-- Instruction --
Put every line of the entries below, from the line containing "Where can the dark base" down to the line containing "<point>90,111</point>", into a Markdown table with the columns Row and Line, leaving out blank lines.

— BEGIN —

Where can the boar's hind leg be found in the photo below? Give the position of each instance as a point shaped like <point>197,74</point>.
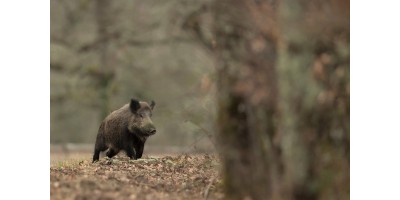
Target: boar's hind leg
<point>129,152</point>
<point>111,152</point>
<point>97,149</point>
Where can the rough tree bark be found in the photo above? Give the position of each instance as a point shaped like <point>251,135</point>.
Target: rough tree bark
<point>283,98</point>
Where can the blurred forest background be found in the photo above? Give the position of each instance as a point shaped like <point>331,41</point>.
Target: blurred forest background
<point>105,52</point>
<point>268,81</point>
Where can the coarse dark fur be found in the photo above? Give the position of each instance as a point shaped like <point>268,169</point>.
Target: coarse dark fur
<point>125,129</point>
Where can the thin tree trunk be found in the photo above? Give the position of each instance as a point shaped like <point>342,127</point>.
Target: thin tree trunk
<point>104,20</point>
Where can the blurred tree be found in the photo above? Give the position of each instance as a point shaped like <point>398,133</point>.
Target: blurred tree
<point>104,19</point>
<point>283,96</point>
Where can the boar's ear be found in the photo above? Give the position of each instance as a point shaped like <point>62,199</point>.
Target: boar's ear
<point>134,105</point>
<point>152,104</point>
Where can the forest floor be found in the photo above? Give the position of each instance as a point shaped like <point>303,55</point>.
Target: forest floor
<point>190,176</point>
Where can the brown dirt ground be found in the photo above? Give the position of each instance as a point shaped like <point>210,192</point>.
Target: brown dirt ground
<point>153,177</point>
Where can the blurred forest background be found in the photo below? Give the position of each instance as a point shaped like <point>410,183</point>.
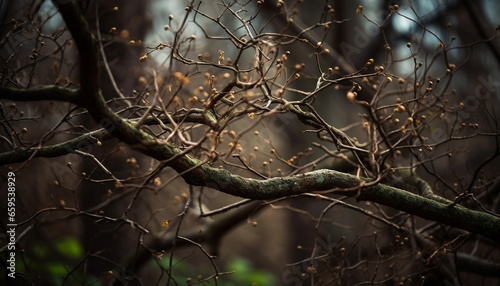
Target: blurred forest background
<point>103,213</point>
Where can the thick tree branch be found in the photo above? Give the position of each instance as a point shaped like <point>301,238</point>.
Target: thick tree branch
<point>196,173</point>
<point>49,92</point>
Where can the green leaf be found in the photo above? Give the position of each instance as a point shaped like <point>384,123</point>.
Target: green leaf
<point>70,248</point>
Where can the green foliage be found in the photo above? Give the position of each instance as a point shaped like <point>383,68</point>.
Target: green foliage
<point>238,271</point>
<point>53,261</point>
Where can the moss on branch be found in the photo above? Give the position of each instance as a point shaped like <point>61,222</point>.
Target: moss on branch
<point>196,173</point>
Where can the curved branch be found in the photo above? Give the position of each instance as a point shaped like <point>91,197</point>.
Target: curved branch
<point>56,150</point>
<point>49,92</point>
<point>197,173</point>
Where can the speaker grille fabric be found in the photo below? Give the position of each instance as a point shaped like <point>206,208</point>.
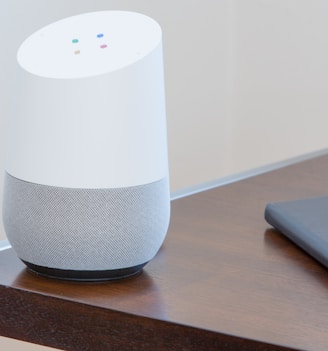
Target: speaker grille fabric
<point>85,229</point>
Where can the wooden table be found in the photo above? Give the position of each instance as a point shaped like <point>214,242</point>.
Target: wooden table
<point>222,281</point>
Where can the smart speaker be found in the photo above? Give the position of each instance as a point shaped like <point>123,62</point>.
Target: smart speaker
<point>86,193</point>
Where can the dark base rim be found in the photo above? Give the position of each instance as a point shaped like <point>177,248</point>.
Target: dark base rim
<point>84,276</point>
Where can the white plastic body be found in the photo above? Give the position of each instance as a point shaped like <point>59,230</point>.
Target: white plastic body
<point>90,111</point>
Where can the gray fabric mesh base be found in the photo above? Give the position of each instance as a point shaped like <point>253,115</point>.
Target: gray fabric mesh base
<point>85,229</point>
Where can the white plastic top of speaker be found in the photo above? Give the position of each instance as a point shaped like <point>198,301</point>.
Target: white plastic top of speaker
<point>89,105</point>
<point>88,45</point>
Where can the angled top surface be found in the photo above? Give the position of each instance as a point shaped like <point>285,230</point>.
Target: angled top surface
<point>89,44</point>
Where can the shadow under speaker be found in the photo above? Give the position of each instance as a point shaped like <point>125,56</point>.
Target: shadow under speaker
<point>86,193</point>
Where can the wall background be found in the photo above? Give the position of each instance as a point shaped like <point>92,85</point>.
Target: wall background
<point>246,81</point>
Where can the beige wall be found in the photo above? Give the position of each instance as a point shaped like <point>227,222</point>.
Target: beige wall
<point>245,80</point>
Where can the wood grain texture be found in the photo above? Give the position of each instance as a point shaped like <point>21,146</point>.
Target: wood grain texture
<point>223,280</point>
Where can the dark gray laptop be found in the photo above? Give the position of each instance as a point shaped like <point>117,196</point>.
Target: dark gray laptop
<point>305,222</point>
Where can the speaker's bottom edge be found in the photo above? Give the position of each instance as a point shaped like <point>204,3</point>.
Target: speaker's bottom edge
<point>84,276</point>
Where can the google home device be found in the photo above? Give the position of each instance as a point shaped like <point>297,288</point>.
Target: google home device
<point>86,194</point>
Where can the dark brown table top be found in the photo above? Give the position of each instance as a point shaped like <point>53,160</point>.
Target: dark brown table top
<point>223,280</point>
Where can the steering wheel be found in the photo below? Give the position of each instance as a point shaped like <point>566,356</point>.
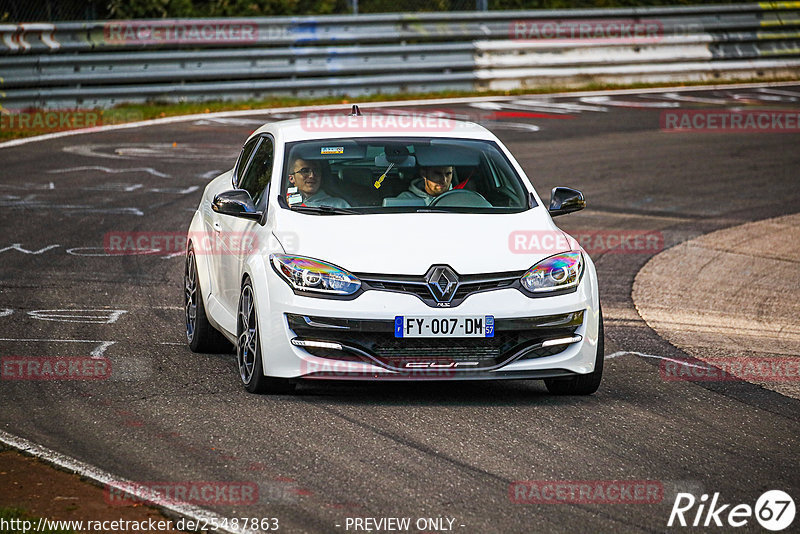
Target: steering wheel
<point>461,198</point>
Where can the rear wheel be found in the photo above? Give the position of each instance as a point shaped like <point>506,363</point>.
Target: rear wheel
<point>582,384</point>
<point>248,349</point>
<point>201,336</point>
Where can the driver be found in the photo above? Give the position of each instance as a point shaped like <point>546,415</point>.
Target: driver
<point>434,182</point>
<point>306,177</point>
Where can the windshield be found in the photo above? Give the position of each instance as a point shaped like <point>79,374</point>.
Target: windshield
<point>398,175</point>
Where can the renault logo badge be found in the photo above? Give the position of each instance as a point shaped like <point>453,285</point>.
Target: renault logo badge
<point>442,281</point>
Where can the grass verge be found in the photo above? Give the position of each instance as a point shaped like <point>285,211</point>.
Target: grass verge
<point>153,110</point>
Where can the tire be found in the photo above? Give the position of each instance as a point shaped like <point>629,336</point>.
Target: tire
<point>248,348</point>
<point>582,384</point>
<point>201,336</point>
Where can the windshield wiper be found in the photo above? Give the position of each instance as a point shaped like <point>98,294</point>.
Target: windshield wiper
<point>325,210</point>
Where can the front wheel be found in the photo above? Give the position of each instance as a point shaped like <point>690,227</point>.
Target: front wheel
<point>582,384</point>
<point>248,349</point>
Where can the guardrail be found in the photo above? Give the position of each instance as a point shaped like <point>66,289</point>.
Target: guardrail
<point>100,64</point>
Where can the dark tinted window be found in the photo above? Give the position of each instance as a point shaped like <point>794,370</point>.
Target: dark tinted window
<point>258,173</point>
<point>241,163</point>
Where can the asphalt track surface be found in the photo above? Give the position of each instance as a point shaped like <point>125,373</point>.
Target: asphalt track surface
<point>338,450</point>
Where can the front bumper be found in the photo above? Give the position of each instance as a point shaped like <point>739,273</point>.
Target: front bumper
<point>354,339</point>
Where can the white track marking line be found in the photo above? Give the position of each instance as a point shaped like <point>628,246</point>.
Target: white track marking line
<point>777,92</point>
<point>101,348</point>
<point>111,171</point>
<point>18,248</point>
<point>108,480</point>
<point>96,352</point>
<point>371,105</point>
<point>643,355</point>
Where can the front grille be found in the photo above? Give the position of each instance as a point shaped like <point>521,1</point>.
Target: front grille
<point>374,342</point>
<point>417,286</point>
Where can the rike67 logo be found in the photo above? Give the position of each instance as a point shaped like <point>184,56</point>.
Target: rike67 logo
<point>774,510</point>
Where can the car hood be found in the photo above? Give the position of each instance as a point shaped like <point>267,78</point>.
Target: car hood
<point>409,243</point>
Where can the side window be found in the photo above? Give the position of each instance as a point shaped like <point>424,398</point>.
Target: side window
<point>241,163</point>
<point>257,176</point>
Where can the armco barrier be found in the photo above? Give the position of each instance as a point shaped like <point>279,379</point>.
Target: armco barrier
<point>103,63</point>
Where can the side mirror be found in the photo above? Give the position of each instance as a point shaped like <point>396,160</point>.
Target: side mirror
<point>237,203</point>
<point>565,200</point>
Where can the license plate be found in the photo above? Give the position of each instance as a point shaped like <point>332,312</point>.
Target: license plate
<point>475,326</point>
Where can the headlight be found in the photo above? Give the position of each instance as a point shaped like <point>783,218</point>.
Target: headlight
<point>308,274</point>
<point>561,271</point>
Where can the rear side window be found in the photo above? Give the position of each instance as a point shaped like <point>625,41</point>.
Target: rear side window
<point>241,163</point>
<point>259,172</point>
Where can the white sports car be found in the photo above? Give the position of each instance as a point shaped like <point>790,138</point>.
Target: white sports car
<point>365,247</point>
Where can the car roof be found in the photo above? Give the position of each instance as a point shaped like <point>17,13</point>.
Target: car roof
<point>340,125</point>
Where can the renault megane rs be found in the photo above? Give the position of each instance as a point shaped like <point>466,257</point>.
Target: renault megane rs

— END —

-- Worked answer --
| Row | Line |
|---|---|
| 1 | Where can the dark base rim be found in the photo above? Give the position of each instance as a point shaped like <point>177,248</point>. |
| 2 | Target: dark base rim |
| 3 | <point>84,276</point> |
| 4 | Where can the white plastic body be found in the photo above? Give the position of each instance as a point shaped like <point>59,230</point>. |
| 5 | Target: white plastic body |
| 6 | <point>90,111</point> |